[Study questions]
A – According to the glanders text, which bacterium causes the disease?
B – Continue the glanders text from where it stops.

[Study text]

● ● ● ●

Glanders is an infectious disease that affects horses, mules or donkeys. It is caused by the bacteria Burkholderia mallei.
Glanders is transmitted to humans by direct contact with infected animals. It is rare for glanders to be spread person-to-person.
The U.S. government considers Burkholderia mallei to be a potential agent for biological warfare and terrorism.
Symptoms of glanders can begin showing a few days to a few weeks after exposure. Your symptoms depend on the location where the bacteria entered your body.
The disease can be severe and lead to death if not treated. Infections can be worse if you have diabetes, alcoholism, liver or kidney problems.
Within a few days, skin ulcers and abscesses may form at the site where bacteria entered the skin. Swollen glands may occur. Fever, chills, headache, tiredness and muscle aches are common. Infections can be spread to the eyes by rubbing them with contaminated fingers.
Lung infections cause fever, muscle aches, headache, chest pain and cough. Pneumonia, lung abscesses and fluid around the lungs can interfere with breathing.

● ● ● ●

[Excerpted data]
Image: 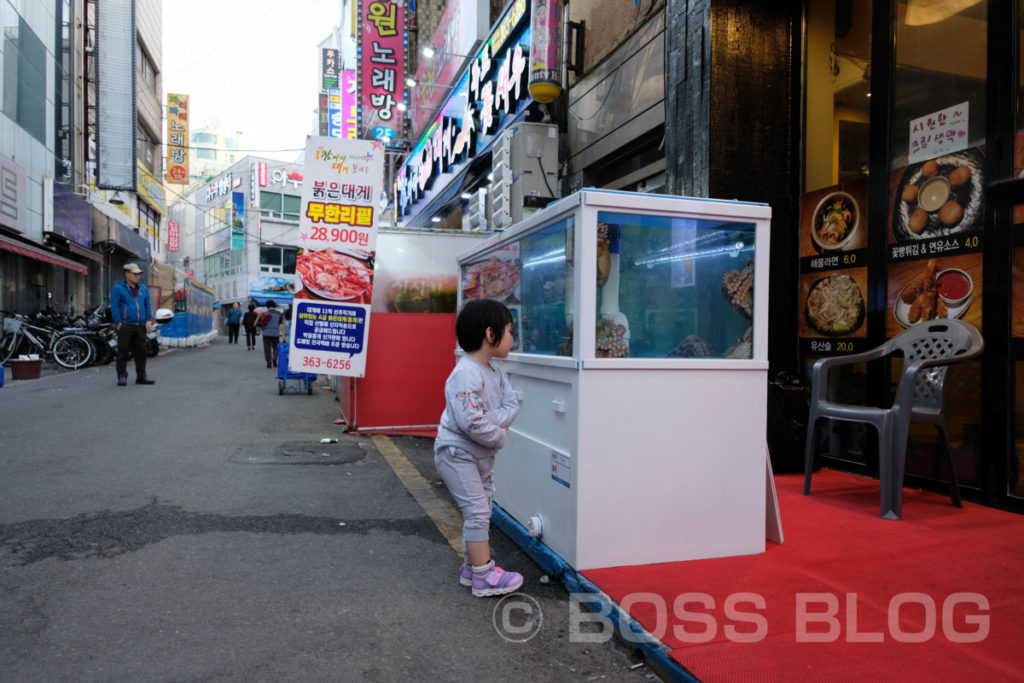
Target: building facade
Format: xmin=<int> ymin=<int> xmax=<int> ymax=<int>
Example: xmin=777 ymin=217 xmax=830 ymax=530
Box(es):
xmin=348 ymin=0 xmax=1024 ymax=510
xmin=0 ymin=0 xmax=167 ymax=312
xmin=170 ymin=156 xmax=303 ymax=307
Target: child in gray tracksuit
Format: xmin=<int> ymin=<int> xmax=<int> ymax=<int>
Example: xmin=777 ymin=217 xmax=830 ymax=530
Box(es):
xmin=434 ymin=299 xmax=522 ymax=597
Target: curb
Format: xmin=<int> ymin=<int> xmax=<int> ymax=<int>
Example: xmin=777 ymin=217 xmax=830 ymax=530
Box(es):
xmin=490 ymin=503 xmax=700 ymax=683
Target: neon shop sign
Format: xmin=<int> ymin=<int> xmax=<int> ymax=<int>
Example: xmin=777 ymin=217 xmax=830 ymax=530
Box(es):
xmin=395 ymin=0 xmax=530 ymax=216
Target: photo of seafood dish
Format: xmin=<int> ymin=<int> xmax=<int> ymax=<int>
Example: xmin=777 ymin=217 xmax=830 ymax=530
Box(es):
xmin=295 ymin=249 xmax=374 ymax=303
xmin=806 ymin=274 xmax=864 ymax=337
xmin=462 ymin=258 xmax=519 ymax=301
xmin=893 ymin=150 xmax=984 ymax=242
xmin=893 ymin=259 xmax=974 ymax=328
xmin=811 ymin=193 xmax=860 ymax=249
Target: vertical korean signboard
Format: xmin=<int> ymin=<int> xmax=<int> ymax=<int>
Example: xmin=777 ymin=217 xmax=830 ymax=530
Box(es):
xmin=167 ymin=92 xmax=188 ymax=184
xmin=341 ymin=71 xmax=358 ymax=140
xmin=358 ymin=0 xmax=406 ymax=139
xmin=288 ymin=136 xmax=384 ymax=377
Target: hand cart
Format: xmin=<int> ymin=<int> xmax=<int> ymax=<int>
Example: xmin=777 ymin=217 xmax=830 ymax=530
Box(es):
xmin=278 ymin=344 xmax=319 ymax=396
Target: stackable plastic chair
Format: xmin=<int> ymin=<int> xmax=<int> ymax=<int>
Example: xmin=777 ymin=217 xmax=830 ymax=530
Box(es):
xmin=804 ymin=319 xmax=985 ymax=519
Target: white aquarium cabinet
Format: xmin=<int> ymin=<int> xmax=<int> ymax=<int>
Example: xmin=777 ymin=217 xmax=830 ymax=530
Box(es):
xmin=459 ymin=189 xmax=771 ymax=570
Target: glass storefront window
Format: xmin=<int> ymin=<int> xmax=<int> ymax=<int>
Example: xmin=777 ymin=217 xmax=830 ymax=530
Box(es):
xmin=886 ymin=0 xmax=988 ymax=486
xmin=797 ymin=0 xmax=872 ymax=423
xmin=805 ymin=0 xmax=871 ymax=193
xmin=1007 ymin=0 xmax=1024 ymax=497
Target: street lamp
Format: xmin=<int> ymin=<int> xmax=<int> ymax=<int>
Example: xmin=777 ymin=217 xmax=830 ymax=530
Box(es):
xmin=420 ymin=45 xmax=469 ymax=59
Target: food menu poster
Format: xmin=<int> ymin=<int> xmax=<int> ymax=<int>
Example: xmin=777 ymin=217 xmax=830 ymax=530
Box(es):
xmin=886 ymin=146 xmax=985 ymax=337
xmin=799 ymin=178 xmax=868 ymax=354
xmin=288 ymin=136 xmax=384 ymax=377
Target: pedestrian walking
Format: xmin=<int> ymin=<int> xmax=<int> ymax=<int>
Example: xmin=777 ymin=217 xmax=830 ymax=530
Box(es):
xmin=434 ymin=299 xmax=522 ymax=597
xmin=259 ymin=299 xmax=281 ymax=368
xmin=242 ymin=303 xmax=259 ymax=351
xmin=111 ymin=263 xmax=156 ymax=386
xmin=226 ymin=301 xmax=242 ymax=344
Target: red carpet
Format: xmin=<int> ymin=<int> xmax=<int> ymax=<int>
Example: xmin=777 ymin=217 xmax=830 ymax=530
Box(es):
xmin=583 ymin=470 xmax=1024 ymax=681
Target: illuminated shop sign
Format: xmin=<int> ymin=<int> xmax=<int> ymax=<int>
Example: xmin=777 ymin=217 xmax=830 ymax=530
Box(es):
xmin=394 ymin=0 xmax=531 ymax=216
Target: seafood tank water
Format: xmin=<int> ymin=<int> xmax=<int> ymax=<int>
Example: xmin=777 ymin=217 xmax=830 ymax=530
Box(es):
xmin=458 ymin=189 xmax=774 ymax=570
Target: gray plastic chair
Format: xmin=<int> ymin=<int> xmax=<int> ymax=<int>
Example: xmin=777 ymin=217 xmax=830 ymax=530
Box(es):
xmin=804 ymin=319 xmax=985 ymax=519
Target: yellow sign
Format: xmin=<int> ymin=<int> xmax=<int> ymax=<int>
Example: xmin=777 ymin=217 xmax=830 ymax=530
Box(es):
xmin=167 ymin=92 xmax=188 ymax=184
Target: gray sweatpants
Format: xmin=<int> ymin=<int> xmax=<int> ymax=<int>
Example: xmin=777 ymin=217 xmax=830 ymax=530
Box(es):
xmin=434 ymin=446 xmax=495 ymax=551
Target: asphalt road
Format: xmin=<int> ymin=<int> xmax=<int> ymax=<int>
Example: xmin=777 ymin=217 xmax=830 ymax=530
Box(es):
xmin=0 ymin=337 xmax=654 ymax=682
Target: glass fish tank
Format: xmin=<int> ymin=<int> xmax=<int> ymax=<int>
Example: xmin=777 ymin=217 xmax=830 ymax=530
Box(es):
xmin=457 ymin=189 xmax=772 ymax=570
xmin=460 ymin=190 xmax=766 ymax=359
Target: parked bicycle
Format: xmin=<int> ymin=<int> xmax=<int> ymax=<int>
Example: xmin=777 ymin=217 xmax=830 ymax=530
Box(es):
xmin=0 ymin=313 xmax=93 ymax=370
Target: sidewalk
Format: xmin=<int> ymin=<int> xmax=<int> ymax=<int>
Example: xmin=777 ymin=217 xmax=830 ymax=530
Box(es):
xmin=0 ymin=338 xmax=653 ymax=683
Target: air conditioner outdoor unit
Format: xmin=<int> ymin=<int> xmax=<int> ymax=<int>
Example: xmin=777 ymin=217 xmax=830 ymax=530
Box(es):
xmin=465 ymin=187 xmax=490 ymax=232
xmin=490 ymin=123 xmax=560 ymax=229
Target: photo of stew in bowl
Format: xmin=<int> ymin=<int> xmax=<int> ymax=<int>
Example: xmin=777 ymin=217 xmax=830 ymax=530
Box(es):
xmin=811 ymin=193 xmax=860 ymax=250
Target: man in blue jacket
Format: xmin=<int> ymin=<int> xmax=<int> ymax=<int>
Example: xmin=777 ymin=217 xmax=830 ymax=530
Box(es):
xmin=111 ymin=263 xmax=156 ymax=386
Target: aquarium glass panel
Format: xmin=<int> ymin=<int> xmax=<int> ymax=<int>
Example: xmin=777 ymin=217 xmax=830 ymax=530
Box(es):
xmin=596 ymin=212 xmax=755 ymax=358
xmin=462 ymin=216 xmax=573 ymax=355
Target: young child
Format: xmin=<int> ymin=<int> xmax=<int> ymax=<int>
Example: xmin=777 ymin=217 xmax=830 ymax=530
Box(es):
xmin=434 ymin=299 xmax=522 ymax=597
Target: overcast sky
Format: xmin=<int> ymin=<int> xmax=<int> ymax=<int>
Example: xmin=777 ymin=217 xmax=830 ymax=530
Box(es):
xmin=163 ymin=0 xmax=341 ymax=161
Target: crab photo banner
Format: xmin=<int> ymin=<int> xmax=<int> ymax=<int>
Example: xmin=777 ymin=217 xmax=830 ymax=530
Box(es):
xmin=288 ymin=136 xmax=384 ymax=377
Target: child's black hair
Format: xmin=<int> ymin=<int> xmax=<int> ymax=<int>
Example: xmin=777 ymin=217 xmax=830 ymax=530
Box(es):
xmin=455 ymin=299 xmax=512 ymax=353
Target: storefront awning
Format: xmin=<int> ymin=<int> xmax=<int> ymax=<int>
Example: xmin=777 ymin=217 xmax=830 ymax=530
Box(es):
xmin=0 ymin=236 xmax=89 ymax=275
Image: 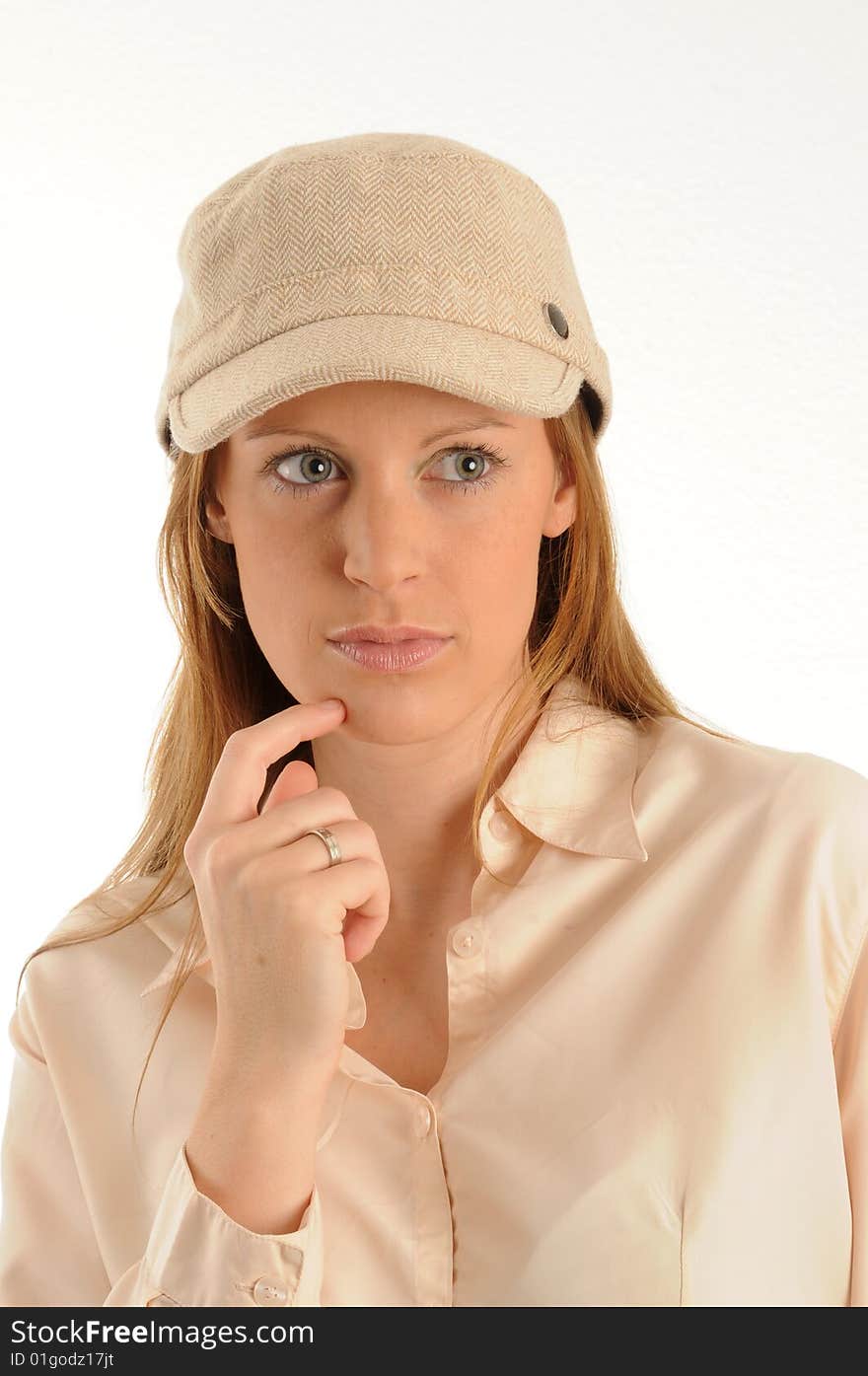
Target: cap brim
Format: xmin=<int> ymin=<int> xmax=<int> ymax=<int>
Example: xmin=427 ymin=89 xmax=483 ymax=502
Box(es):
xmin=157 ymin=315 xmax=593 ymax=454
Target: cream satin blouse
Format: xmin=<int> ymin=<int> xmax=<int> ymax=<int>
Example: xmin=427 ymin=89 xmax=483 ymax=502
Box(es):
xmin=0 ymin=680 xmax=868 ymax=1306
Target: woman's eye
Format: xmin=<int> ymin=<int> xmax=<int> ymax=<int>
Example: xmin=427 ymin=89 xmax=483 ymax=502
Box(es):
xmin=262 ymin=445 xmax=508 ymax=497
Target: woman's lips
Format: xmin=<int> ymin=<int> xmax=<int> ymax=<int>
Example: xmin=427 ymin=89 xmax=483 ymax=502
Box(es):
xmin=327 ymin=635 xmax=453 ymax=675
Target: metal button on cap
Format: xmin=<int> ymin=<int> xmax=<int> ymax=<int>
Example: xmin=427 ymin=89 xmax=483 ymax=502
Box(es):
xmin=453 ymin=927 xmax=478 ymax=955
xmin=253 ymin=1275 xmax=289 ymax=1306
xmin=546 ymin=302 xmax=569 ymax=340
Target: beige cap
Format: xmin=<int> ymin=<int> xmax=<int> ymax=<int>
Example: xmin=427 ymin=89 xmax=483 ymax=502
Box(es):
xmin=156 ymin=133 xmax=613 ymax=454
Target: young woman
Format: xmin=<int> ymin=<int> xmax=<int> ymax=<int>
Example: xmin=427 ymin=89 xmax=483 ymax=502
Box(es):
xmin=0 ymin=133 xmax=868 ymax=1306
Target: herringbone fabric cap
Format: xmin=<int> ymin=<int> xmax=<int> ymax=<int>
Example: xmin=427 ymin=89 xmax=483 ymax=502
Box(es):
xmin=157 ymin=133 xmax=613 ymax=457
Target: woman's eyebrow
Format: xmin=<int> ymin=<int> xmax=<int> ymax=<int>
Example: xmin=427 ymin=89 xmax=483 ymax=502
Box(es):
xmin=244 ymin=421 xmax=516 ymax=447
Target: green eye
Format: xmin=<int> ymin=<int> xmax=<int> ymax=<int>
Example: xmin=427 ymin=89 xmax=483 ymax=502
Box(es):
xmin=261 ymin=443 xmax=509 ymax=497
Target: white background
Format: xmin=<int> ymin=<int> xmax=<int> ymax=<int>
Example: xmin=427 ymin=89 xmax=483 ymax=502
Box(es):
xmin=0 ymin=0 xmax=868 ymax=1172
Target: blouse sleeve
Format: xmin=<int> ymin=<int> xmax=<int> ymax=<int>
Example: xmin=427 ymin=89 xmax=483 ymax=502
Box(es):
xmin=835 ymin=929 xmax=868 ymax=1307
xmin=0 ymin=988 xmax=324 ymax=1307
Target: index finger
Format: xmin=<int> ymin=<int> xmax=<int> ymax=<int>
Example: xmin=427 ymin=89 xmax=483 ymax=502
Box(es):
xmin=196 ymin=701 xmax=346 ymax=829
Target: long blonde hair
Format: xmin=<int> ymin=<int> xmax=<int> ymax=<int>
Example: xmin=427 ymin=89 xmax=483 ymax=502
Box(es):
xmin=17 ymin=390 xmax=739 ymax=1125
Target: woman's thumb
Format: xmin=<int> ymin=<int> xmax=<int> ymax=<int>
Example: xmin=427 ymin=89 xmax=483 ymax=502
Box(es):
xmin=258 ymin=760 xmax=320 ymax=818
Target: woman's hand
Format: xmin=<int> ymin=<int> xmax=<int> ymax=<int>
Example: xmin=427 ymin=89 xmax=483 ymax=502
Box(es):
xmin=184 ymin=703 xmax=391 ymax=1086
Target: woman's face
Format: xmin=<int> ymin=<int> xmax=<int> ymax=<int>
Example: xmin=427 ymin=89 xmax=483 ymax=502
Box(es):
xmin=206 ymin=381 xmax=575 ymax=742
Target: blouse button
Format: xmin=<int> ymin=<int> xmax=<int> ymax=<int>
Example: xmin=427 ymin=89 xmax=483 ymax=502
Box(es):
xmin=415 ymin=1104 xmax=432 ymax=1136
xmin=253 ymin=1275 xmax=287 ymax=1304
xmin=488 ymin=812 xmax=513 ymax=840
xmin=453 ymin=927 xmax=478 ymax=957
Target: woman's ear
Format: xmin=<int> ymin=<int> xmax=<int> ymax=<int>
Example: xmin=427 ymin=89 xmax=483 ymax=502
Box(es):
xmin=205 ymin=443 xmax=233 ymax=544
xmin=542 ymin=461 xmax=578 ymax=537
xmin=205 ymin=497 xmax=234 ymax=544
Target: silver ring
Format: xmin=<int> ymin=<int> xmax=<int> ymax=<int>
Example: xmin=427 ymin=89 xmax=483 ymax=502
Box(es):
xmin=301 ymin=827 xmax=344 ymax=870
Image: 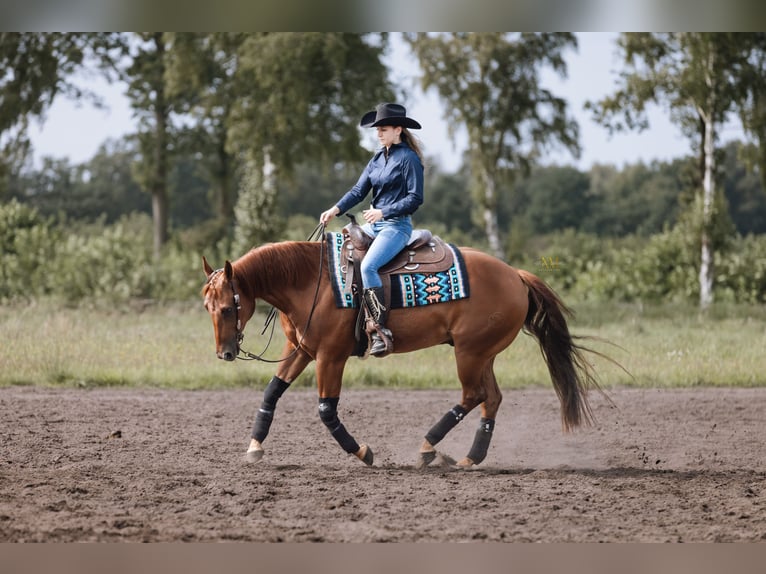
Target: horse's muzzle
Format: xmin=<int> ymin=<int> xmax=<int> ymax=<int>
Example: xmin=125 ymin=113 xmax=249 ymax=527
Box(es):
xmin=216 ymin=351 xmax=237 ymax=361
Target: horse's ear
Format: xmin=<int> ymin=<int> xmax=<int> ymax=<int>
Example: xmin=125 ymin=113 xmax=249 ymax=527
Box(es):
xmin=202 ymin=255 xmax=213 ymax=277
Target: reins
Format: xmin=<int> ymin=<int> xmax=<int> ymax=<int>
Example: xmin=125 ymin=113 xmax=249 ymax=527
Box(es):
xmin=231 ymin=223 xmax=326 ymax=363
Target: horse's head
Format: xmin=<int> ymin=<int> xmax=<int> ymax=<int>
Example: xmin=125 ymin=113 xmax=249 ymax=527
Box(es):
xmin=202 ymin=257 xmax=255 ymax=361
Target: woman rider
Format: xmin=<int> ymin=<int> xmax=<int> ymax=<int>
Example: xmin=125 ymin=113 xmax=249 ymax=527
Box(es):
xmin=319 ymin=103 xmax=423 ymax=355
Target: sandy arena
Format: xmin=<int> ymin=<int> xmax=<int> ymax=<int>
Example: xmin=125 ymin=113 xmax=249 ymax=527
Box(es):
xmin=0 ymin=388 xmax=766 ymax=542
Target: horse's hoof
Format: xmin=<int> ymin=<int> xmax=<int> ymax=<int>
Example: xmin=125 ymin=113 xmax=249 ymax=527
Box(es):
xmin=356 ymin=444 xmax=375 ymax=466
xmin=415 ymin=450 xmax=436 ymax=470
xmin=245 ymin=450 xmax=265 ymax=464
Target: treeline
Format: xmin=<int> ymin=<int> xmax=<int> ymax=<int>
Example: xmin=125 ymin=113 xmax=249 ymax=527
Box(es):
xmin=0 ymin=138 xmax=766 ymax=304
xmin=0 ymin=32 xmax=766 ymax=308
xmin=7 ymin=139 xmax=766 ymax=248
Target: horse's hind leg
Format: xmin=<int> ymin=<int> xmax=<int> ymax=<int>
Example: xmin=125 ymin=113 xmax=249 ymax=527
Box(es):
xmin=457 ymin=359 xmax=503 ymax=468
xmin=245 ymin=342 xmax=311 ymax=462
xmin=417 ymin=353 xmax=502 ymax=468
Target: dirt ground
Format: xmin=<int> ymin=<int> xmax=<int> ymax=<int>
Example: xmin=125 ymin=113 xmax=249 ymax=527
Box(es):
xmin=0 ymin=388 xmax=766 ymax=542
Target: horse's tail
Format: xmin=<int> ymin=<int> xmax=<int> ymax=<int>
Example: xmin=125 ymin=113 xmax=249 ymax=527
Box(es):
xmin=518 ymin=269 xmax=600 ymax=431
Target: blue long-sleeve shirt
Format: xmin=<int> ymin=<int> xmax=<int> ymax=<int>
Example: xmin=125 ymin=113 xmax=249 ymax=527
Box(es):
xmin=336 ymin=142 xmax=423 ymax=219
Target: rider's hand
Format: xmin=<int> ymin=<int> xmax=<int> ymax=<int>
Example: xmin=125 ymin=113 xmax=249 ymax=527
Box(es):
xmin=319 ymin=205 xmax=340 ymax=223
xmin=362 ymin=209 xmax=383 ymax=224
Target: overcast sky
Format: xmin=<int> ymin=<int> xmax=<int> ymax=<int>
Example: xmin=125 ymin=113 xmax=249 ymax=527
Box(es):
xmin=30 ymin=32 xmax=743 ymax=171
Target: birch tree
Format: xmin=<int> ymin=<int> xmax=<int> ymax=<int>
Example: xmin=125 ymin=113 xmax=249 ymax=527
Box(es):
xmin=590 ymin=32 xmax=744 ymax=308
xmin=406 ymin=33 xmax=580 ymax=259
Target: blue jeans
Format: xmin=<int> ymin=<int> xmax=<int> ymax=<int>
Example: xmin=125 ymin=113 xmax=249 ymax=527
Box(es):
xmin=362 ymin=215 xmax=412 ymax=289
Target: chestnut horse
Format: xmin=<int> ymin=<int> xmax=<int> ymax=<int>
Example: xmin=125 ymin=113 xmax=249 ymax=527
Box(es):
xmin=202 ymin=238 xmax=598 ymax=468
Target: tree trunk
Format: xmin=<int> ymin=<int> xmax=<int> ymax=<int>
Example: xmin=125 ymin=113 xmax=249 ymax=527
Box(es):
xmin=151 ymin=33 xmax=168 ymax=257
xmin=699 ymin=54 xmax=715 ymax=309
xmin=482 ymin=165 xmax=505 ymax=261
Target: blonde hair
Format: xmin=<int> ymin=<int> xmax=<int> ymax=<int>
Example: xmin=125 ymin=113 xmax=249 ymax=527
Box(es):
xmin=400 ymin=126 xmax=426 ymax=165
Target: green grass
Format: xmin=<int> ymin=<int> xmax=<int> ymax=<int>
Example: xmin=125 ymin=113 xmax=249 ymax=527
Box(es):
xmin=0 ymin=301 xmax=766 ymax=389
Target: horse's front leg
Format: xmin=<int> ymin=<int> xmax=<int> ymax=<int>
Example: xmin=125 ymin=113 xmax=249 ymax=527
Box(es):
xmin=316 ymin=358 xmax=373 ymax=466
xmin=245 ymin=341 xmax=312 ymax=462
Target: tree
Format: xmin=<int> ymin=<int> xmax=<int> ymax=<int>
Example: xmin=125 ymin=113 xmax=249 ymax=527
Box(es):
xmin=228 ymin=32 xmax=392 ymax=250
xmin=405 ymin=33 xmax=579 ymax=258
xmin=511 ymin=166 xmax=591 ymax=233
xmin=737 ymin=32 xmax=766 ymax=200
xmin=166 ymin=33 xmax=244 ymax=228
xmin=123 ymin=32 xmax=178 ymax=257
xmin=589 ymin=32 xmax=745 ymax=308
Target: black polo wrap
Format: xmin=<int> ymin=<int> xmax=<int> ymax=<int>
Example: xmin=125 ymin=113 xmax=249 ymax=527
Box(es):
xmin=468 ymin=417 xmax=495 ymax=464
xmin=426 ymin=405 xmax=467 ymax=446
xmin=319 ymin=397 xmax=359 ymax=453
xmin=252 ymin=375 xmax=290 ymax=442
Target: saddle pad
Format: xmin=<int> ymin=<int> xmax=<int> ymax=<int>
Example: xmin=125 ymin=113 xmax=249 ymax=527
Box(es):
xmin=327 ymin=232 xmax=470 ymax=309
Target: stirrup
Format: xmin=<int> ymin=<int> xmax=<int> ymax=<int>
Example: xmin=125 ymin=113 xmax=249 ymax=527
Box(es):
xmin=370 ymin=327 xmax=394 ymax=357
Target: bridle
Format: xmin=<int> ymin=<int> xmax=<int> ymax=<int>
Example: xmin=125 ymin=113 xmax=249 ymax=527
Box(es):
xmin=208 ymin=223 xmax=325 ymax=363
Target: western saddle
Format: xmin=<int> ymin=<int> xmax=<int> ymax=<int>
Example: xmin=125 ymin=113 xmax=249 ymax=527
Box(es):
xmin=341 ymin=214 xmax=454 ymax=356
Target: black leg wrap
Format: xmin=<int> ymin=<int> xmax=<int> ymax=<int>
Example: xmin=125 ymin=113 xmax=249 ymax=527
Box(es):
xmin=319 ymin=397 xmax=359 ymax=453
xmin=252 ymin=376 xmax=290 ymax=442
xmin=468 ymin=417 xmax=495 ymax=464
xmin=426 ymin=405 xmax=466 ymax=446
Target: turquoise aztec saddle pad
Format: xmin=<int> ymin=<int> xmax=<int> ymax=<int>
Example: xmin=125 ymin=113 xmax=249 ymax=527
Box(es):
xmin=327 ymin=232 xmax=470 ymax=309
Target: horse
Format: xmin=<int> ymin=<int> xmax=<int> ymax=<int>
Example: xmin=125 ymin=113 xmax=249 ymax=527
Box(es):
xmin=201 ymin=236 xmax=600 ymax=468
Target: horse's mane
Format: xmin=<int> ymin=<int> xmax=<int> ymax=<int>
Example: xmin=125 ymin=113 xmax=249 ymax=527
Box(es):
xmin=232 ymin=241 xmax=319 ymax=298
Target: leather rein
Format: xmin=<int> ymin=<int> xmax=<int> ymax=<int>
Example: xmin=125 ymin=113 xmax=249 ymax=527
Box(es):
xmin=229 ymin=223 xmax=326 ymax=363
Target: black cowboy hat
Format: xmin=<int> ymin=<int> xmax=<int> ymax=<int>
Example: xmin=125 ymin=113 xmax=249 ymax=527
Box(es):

● ● ● ●

[Solved problems]
A – Burkholderia mallei

B –
If treatment is delayed or is not effective, glanders can become a chronic illness. This may involve draining abscesses from within the muscles of the arms and legs and from internal organs.
Humans get this disease after they encounter infected animals. Bacteria can enter the body through breaks in the skin, after being rubbed into a person's eyes or by inhaling bacteria that are in the air.
The most effective way to prevent human illness is to get rid of the diseased animal. You can prevent hospital infections by wearing gloves, masks and eye shields.
Human glanders is rare, and there is little known about which antibiotics are likely to be effective. Health care providers will choose antibiotics that prevent the growth of the specific type of bacteria in a patient.